- SOURCE PASSAGE
Not sure about this "overtreating". According to this survey, people in other countries goes more often to the doctor.

U.S. Health Care from a Global Perspective - The Commonwealth Fund

Annual physician visits per capita:

Sweden: 2.9
U.S.: 4.0
France: 6.4
Germany: 9.9
Japan: 12.9

Elderly people in Germany often go to the doctor, just to have some sort of activity

Hospital discharges per 1,000 population:

Canada: 83
U.S.: 126
France: 166
Germany: 252

Hospitals in Germany are profit-oriented. They try to get as many patients as possible. The number of unnecessary surgeries is skyrocketing. At the same time the hospitals try to cut costs with the result that the personnel is overtasked.


According to this survey, the main reasons for the high health care costs in the U.S. are extremely expensive hospital and physician services. A bypass surgery in the U.S. cost more than double what it cost in Switzerland, and Switzerland is very well known for extremely high living costs and high salaries. A bypass surgery in the Netherlands cost just one fifth of the one in the U.S.
An other reason, the U.S. is very well equipped with expensive diagnostic devices. About 5 times more devices per capita than the UK for example.

- PROBLEM DETAILS
Summarize the passage on health care costs in two sentences. The material after this passage has no connection to it.

Natural-language object grounding data
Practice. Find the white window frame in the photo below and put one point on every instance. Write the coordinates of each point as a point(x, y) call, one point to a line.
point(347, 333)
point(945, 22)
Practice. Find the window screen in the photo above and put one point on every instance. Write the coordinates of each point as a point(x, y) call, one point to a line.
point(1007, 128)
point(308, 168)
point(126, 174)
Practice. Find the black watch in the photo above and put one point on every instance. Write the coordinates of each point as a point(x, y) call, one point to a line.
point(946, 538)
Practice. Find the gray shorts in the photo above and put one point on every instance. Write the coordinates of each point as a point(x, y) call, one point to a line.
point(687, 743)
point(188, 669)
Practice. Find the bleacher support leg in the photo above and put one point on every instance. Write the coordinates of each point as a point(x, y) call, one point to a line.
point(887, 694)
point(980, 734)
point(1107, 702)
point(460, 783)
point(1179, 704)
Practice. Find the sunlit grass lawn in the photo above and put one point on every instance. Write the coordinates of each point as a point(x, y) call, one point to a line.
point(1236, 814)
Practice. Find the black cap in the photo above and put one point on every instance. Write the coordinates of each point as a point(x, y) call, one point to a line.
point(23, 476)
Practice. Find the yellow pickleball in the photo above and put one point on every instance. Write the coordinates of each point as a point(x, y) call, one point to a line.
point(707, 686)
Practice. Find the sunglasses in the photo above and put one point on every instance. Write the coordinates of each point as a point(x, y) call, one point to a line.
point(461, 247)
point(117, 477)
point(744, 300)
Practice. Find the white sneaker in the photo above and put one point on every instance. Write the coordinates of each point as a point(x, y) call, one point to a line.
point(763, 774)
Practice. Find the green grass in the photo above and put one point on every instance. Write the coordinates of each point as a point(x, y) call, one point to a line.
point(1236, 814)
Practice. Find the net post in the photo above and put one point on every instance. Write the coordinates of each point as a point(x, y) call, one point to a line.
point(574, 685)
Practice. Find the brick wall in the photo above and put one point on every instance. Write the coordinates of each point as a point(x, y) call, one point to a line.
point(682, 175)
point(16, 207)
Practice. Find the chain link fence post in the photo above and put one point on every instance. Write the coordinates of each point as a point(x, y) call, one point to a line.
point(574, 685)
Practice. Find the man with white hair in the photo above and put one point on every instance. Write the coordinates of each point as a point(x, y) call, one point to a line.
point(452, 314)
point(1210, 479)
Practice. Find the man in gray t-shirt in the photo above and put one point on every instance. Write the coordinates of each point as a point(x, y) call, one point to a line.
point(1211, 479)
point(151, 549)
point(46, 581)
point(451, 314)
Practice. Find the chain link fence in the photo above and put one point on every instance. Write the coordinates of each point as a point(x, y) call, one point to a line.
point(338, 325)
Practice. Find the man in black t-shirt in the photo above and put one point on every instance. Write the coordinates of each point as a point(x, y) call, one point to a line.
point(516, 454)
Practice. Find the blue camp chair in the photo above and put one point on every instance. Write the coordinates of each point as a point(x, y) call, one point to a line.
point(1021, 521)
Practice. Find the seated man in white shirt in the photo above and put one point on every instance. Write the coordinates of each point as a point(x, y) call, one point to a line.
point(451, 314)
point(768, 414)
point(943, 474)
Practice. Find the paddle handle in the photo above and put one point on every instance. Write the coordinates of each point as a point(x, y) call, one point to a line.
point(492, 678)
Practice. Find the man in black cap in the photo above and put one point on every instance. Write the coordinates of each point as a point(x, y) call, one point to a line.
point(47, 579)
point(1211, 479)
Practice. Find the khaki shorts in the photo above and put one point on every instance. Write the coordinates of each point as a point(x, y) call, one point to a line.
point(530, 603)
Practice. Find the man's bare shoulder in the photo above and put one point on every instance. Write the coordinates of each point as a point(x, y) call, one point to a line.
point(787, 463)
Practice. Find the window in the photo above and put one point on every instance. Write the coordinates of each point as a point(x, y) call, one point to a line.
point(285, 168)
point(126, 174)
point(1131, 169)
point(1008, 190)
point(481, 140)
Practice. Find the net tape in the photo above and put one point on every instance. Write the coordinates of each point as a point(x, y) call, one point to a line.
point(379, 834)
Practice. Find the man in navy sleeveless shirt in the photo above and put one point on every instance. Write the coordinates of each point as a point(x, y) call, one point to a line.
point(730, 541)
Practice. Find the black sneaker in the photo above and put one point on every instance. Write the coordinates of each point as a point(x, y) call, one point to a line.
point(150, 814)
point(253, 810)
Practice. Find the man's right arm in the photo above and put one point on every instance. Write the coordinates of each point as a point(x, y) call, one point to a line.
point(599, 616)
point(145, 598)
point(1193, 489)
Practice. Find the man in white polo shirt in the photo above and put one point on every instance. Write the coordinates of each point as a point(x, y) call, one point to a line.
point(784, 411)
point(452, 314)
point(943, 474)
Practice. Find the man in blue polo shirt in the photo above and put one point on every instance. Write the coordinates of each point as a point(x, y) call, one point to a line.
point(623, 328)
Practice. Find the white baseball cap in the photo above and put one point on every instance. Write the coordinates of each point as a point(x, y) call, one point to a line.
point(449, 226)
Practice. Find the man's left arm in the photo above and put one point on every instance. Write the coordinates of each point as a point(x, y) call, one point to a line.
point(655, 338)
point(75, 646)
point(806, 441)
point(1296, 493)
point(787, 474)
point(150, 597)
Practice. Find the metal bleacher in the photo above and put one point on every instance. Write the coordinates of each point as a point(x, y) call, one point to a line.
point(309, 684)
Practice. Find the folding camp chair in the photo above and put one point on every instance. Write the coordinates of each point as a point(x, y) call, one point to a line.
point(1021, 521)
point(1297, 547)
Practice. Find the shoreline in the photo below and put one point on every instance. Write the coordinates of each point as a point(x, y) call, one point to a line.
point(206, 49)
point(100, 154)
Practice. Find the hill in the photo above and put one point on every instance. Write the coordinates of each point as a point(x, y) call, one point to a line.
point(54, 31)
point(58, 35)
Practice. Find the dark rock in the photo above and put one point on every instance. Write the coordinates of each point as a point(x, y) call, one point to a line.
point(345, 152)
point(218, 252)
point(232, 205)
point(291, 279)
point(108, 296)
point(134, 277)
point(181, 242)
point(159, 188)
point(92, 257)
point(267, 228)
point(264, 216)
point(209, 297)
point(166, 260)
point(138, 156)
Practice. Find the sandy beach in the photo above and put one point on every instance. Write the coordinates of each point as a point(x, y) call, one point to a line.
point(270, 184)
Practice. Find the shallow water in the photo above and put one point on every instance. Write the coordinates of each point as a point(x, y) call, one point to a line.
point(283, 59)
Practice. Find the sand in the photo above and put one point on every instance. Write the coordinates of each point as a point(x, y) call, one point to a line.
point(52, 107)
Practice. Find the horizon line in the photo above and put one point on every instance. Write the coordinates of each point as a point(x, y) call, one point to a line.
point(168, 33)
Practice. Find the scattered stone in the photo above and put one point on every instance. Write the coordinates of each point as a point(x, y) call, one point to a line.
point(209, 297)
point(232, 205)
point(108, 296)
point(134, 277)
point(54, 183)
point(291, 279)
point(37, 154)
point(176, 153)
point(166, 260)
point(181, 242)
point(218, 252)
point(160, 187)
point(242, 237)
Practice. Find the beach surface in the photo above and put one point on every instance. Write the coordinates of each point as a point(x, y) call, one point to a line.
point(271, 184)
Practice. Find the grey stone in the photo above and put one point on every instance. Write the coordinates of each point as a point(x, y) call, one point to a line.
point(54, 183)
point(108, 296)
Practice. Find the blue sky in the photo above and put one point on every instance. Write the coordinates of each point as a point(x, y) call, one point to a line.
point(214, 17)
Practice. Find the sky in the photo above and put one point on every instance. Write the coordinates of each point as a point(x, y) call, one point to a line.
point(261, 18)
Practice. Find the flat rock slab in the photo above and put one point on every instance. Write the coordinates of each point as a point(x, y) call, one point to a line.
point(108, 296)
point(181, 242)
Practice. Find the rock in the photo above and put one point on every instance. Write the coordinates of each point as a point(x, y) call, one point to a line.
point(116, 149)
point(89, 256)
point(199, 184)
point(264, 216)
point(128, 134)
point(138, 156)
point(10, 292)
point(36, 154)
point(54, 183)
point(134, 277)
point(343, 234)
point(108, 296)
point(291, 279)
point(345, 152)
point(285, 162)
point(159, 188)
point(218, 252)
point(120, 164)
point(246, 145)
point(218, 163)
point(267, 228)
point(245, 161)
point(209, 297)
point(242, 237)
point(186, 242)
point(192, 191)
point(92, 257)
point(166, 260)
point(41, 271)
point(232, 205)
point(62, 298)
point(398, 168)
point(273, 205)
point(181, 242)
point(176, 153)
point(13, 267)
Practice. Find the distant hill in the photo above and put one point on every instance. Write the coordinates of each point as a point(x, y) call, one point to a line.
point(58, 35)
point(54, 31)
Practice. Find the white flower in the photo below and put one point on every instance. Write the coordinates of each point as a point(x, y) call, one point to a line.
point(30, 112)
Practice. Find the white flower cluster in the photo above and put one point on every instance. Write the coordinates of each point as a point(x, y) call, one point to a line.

- ANSWER SECTION
The passage questions the idea of U.S. "overtreating," citing a survey in which people in several other countries see doctors more often and have more hospital discharges than Americans. It gives the main reasons for high U.S. health care costs as extremely expensive hospital and physician services, such as a bypass surgery costing more than double the Swiss price, along with a large per-capita supply of expensive diagnostic devices.